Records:
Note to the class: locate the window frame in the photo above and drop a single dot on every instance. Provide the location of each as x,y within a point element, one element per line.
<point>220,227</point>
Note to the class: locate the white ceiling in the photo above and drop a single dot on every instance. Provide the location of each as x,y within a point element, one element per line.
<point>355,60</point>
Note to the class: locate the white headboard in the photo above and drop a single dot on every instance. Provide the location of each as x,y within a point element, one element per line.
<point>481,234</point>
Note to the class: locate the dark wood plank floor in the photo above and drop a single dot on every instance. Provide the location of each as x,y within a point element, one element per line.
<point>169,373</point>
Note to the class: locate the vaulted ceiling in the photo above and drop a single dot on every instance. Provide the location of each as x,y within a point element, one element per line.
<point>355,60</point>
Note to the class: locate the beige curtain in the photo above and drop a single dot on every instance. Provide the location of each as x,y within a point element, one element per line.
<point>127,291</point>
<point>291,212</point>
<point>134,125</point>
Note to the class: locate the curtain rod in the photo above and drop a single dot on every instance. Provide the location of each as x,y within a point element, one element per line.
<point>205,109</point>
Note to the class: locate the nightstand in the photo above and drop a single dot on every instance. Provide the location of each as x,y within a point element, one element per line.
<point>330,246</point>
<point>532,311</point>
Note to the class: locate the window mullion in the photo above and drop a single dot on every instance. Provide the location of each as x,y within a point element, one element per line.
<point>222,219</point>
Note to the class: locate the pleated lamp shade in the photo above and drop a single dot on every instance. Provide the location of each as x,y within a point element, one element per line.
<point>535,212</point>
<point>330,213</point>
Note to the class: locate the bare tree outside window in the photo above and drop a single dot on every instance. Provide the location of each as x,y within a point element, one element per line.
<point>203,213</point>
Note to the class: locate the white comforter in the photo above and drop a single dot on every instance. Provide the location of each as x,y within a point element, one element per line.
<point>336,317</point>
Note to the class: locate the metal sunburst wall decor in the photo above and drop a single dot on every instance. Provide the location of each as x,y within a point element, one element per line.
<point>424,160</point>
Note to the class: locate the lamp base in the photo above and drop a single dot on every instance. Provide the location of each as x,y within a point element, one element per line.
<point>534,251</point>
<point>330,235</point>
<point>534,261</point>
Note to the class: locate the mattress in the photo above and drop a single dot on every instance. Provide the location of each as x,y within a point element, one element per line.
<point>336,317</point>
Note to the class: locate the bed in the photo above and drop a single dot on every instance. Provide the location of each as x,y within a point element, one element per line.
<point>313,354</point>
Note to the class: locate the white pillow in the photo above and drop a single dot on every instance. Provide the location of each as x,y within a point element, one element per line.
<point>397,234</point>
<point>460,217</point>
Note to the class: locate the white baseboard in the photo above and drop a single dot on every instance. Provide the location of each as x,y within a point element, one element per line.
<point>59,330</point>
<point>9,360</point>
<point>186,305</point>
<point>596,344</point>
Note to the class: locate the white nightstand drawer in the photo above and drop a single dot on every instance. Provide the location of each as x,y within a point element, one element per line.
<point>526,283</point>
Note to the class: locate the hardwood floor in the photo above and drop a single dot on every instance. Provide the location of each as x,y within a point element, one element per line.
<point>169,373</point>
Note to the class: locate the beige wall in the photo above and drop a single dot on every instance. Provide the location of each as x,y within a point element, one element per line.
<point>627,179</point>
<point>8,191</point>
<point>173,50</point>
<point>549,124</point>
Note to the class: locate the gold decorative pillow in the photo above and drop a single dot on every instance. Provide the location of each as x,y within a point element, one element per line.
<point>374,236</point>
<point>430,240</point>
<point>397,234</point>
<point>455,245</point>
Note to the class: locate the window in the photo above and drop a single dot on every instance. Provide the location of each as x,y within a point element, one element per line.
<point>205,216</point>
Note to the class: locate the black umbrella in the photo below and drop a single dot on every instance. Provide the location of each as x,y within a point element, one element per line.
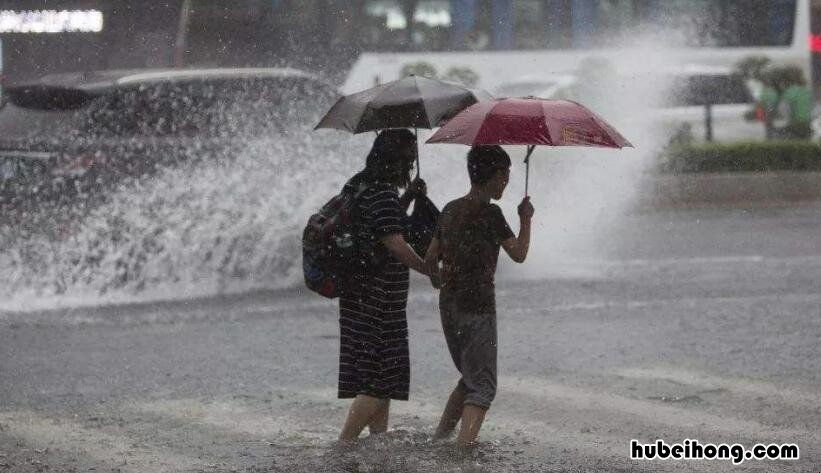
<point>412,102</point>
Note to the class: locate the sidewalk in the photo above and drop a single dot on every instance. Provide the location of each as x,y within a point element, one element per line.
<point>717,189</point>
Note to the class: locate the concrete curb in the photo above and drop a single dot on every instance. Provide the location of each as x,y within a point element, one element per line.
<point>765,188</point>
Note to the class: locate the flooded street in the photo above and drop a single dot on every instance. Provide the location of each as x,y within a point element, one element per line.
<point>701,324</point>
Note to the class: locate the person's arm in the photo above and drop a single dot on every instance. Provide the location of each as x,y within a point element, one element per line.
<point>399,248</point>
<point>432,262</point>
<point>517,247</point>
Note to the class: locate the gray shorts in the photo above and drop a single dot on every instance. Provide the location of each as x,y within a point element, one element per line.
<point>471,339</point>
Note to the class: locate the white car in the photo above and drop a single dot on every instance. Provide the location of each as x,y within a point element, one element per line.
<point>681,105</point>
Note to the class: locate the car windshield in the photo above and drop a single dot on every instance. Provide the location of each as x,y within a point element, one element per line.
<point>715,89</point>
<point>19,123</point>
<point>523,89</point>
<point>191,108</point>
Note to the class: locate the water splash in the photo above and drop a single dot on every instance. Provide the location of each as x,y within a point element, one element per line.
<point>233,224</point>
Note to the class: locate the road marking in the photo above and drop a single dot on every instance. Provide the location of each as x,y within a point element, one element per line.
<point>117,451</point>
<point>650,412</point>
<point>638,304</point>
<point>734,385</point>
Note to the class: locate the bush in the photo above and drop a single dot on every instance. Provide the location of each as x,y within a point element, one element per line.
<point>742,157</point>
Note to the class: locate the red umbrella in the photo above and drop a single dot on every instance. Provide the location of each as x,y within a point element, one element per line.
<point>529,121</point>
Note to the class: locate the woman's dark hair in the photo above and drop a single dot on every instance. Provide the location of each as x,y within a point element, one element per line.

**GIVEN INSTRUCTION**
Print all of the lines above word for word, with no pictures in your answer.

**THE REPLY**
Note to the class: locate the window frame in the photo above and drop a single dot on every instance. Provide the location of each as x,y within a point element, one element per line.
<point>220,227</point>
Note to the class: locate the white ceiling in the photo above and drop a single dot on every instance. Provide the location of each as x,y within a point element, one element per line.
<point>355,60</point>
Note to the class: locate the white headboard in the photo above and drop a single dot on every instance. Provide the location of each as x,y within a point element, one element per line.
<point>481,234</point>
Note to the class: locate the dark wood plank floor in the photo above and drop a single dot on every instance. Provide the location of each as x,y within a point element, one element per line.
<point>169,373</point>
Note to the class: locate the vaulted ceiling in the photo above and drop a single dot on every instance. Provide the location of each as x,y within a point element, one element per line.
<point>355,60</point>
Note to the class: locate the beige curtain in the photo above and drop a single dot on every instance. Provide the location of each as x,y within a point element, one element per line.
<point>127,291</point>
<point>291,212</point>
<point>134,125</point>
Note to the class: locate the curtain rod in the photo above and drop a single dot on every instance. Provide the location of each as x,y within a point element, one element per line.
<point>205,109</point>
Note to the class: locate the nightstand in the photo above and drop a single dot on every instance. Provide the location of each as x,y within a point element, one element per line.
<point>330,246</point>
<point>532,311</point>
Note to the class: locate the window mullion in the photo above and drop a single dot on every instance. Provide the location of each as x,y within a point element, one element per line.
<point>222,219</point>
Note to the class: locate the pleated lamp shade in the photo above and drop a single dot on every instance. Provide the location of each as x,y within a point element, one element per line.
<point>535,212</point>
<point>330,213</point>
Note to the class: locate the bare tree outside window in the photo above and drop a single dot on every instance. Provide the location of each as x,y within a point element, one element per line.
<point>203,213</point>
Note to the class: locate the white comforter in the photo above and drop a single dot on every instance. Provide the location of each as x,y within a point element, one element per line.
<point>336,317</point>
Note to the class: locate the metal sunburst wall decor in the photo above and drop a single dot on every instance. Provide the location of each as x,y within a point element, one element per line.
<point>424,160</point>
Note to the class: locate the lamp base in the photo above and drop a single dot on every instance. Provide the location of each as x,y within a point element, one element per line.
<point>534,251</point>
<point>330,235</point>
<point>534,261</point>
Note to the class: locate the mattress in the photo above and drop a single dot on every instance. Provide the location of each as x,y within a point element, one element per line.
<point>336,317</point>
Note to the class: locate the bed in the photo above and drop a single dot on every instance. Provide the location of each as x,y within a point element, one element per line.
<point>313,354</point>
Note to the class: locate the white pillow in the photo above and drop a single dot on every instance. Provide the location of each as x,y within a point element, one element per line.
<point>397,234</point>
<point>460,217</point>
Note to the class: locate the white baseboard in the photo above and drop a single dot on every instance. Provide the location of each as x,y within a point element, one element per line.
<point>59,330</point>
<point>9,360</point>
<point>186,305</point>
<point>596,344</point>
Note to the class: locate the white nightstand drawer in the photo above and drop a single dot on every instance. Provide the location of each as x,y within a point element, one element per line.
<point>526,283</point>
Note to the class: locate the hardwood floor in the photo above and drop a single dot on every instance. Provide the location of each as x,y within a point element, one element per line.
<point>169,373</point>
Note to the class: locate the beige wall in the photo above and drop a single dot on every instance. Provide the location of each as x,y within a point element, one element per line.
<point>627,179</point>
<point>8,191</point>
<point>173,50</point>
<point>549,124</point>
Note to the class: locate the gold decorative pillow in the photo above and drop a single dot on every instance. Provide the location of each as x,y within a point element, one element per line.
<point>374,236</point>
<point>430,240</point>
<point>397,234</point>
<point>455,245</point>
Note to the class: locate the window in the photo above and drop a single dot on every instance. Provide the location of each as x,y within a point element, one element per line.
<point>205,216</point>
Note to the class: locate the black umbrella in the photo below and drop a single dot on every instance. Provide the location of each as x,y within a point element, one element per line.
<point>412,102</point>
Note to the class: locate the sidewalk in the photo above and drop a single dot on every instance. Provide the location of each as x,y within a point element, one element per line.
<point>717,189</point>
Note to the class: locate the concrete curb in the photo above and drop a single dot on every instance. Provide the location of each as x,y within a point element, one element per line.
<point>765,188</point>
Note to the class: locate the flooded street in the photo above and drop a single dot on every instance. Provide the location of each as x,y within a point element, one element per line.
<point>701,324</point>
Note to the class: locate the person's arm in the photo above and drop a single dot on every instance. Provide the location of each as x,y within a point element, one element per line.
<point>399,248</point>
<point>432,262</point>
<point>517,247</point>
Note to the class: locate the gray shorts in the photo above and drop a single dot on every instance. Provide the location of each as x,y within a point element, one element per line.
<point>471,339</point>
Note to the class: locate the white car in the photo above and drop a single dot on every instance. Provide the location of each as x,y within a point element, one element per line.
<point>681,105</point>
Note to the class: locate the car windshield in the photo above and drop a single dot on every instance. Provide the location of each as x,y within a point element, one element per line.
<point>715,89</point>
<point>19,123</point>
<point>523,89</point>
<point>191,108</point>
Note to the class: locate the water splash in the photo above and drop a single dot on every instance. Provide the location of each as x,y within a point element, one element per line.
<point>233,224</point>
Note to the class: locate the road marking in the photo above and drop a single dot on every instance. Provide the location of each as x,y within a point element, one element per line.
<point>117,451</point>
<point>650,412</point>
<point>638,304</point>
<point>734,385</point>
Note to the class: locate the bush in the photo above and drop a single dot on every instance. Provide the location of each as x,y within a point element, one element per line.
<point>742,157</point>
Note to the class: locate the red umbrella in the photo above and drop a single dot on every instance. Provide the location of each as x,y within a point element, one element per line.
<point>529,121</point>
Note to the class: locate the woman's dark hair in the photo above and drop a single dot on every instance. Provide the location of each as x,y within a point element, one element per line.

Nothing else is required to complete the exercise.